◆ Extract provided
[Start of section]

The Interior Department press release announcing the policy decision said there was “overwhelming” public opposition. Really? “The statement that Secretary Bernhardt made is blatantly false,” Scott ways. If the department had issued a final EIS, he explains, all the comments and a statistical analysis of them would have been published. In the absence of that, CNW filed a Freedom of Information Act request to get the numbers. What the group found, Scott says, is that “there was not ‘overwhelming opposition.’ Support versus opposition was a ratio of 62 to one.” There were 126,000 comments on the draft EIS. One hundred nine thousand were positive, and 92,000 supported an action alternative that involved transporting bears. “How is that a majority being opposed?” Scott asks.

In contrast to the North Cascades, the Greater Yellowstone ecosystem has some 700 bears, more than any other recovery area except the Northern Continental Divide, which includes Glacier National Park and has 900. Right now, the Yellowstone bears are doing fine. Longer-term, scientists and activists have long expressed concern about their food supplies and gene pool.

Those 700 bears are isolated from other populations. Over time, inbreeding will endanger the population. A 2007 rule, stricken down by federal courts, that would have delisted Yellowstone grizzly bears identified this problem and suggested that if outside bears weren’t coming into the ecosystem by 2020, the government should start transporting them. The 2017 decision to delist the Yellowstone bears played down the long-term dangers of inbreeding; it no longer set a 2020 deadline, saying instead that if a lack of genetic diversity ever became a problem, then bringing in bears might be a last resort.

The 9th Circuit cited that as one reason for vacating the decision. The 9th noted that the lower court had “held the FWS acted contrary to the best available science when it determined that the Yellowstone grizzly bear was not threatened by a lack of genetic diversity, and that the translocation and connectivity assurances contained in the 2007 Rule were no longer necessary. . . because there were no concrete, enforceable mechanisms in place to ensure long-term genetic health of the Yellowstone grizzly, the district court correctly concluded that the 2017 Rule was arbitrary and capricious.”

If the relatively large Yellowstone population is vulnerable to inbreeding, a much smaller population of bears in the North Cascades -would be even more so. It, too, would require secure corridors or translocation virtually forever.

But unlike the Yellowstone bears, it will require corridors or transportation to even exist. The grizzly bear population in southern British Columbia has lost its connection to the much larger populations farther north in the province, and has become critically endangered. There just aren’t a lot of B.C. bears waiting to colonize this side of the border. And any bear that does want to head this way must swim the Fraser River and cross roads and railroad tracks to get here. A young male looking for new territory may do it. A female probably won’t. Young females don’t generally stray far from their mothers’ home territories. Waiting for females to migrate is a long game. And without females, there is obviously no chance of a naturally reproducing population.

There is no evidence of grizzly bear reproduction in the North Cascades. Ultimately, creating corridors through which bears can move to and from the North Cascades makes sense. Scott notes that Conservation Northwest has been working to forge such connections since its founding. But it’s a long, long process, and Scott says he doesn’t expect to see it come to fruition in his own professional life. Short term, either someone hauls bears into the North Cascades or they don’t get here. The Interior Department has just basically decided that having no bears would be just fine. People have been fighting over this for decades, though. The Trump administration, too, shall pass. Scott is right: Bernhardt’s announcement won’t be the last word.

[End of section]

◆ Tasks to complete
1. How many comments were submitted on the draft EIS, according to the passage on grizzly bear recovery?
2. According to the passage on grizzly bear recovery, why is waiting for bears from British Columbia unlikely to produce a naturally reproducing population in the North Cascades? Answer in one to three sentences.

◆ Natural-language object grounding data
[Start of section]

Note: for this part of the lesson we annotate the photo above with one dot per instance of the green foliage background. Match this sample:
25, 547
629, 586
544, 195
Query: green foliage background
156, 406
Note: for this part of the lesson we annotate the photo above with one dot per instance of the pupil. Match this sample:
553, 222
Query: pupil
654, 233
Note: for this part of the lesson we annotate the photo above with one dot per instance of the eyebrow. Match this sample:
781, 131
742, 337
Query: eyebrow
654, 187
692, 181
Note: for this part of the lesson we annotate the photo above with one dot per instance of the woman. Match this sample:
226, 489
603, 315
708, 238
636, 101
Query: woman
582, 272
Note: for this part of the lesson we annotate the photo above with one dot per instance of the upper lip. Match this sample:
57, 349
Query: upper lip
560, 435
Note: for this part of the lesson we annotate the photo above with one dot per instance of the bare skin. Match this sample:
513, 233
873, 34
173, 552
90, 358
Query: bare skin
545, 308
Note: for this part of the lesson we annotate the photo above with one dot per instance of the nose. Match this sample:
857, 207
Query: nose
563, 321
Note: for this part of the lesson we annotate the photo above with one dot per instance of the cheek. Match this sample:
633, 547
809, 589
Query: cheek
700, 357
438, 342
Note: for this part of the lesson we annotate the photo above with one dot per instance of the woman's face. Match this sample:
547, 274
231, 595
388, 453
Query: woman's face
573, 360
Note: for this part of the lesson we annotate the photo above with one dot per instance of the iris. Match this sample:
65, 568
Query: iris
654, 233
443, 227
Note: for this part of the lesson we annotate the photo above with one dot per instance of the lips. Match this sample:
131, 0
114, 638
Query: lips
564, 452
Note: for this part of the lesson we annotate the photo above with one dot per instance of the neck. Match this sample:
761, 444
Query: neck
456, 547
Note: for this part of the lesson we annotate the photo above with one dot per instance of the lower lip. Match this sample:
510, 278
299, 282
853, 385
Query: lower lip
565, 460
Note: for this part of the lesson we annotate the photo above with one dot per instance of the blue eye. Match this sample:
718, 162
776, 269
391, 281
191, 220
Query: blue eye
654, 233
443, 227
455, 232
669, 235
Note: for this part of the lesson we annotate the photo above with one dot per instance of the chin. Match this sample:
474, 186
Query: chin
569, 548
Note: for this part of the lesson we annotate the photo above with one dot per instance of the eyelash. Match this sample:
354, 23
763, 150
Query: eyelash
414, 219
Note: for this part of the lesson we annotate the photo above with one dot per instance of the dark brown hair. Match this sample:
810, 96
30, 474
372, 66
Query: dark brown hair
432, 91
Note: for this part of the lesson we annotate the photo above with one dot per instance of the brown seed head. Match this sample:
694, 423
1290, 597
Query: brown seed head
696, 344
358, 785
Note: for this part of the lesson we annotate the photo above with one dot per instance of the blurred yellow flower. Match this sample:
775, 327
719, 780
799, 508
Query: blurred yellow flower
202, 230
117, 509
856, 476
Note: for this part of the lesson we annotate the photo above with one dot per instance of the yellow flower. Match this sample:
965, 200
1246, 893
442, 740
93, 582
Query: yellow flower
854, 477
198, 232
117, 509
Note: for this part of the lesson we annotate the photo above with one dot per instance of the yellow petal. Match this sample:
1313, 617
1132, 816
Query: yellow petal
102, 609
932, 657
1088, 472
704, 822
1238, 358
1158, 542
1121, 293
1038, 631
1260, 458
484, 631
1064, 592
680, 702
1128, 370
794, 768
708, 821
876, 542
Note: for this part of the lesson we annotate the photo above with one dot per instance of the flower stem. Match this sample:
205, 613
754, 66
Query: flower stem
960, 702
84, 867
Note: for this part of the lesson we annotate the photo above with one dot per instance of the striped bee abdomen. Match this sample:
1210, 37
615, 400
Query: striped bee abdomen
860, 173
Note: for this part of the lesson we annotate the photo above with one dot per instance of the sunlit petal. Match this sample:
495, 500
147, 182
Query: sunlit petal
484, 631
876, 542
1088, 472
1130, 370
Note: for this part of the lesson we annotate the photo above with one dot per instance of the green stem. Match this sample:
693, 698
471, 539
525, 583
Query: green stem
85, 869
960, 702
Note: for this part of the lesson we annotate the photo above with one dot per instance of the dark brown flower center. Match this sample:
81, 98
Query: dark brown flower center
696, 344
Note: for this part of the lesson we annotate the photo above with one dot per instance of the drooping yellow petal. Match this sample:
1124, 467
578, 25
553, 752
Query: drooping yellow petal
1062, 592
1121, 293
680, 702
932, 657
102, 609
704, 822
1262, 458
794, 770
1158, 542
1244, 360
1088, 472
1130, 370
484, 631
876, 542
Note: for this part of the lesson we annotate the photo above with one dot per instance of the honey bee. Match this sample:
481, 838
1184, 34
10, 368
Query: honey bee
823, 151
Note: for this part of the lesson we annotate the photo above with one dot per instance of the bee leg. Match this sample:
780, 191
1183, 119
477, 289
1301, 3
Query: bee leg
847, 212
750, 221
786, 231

[End of section]

◆ Solutions by task
1. 126,000 comments.

2. The grizzly population in southern British Columbia has lost its connection to larger populations farther north and is critically endangered, so few bears are available to cross the border, and any that try must swim the Fraser River and cross roads and railroad tracks. A young male might make the trip, but females generally stay near their mothers' home territories. Without females, a naturally reproducing population cannot form.